(Reading passage)
This is a really interesting question about hop storage. Brewers can, at times, be skeptical about observations reported by newer brewers, especially when the observations have to do with changes in flavor. Right or wrong, that’s just the way it is. After 44 years of homebrewing, you are a bona fide old-timer, and I believe your observation when you state that you are not tasting a difference between beers brewed with dried and frozen hops. Now, the skeptical scientist-side of me could ask if you are basing your conclusions on controlled experiments and proper sensory panels, but you get a pass because you come from Copenhagen, the home of one of the most influential brewing science labs in the history of modern brewing!
(End Reading passage)
(Material shown)
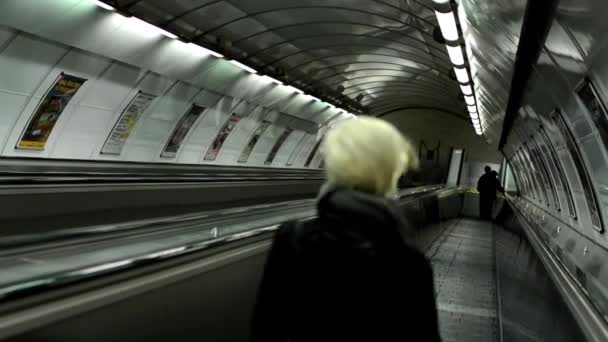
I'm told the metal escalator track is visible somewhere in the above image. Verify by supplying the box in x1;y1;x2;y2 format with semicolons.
427;219;499;342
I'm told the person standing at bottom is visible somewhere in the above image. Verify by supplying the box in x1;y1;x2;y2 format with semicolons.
250;117;441;342
477;165;504;220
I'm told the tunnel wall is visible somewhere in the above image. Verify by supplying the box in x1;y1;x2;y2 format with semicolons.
503;0;608;324
383;108;502;185
0;0;360;168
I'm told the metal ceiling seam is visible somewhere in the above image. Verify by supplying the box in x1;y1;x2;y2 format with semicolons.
(End Material shown)
## Parts of the exercise
A – List each distinct word ending in "-ing" that appears in the hop storage passage.
B – According to the hop storage passage, how many years of homebrewing does the person being addressed have?
C – Reproduce the part of the hop storage passage that opens with the words containing "This is a really" and closes with "of modern brewing!".
Please work from the hop storage passage alone.

## Answers to the exercise
A – interesting, homebrewing, tasting, basing, brewing

B – 44 years.

C –
This is a really interesting question about hop storage. Brewers can, at times, be skeptical about observations reported by newer brewers, especially when the observations have to do with changes in flavor. Right or wrong, that’s just the way it is. After 44 years of homebrewing, you are a bona fide old-timer, and I believe your observation when you state that you are not tasting a difference between beers brewed with dried and frozen hops. Now, the skeptical scientist-side of me could ask if you are basing your conclusions on controlled experiments and proper sensory panels, but you get a pass because you come from Copenhagen, the home of one of the most influential brewing science labs in the history of modern brewing!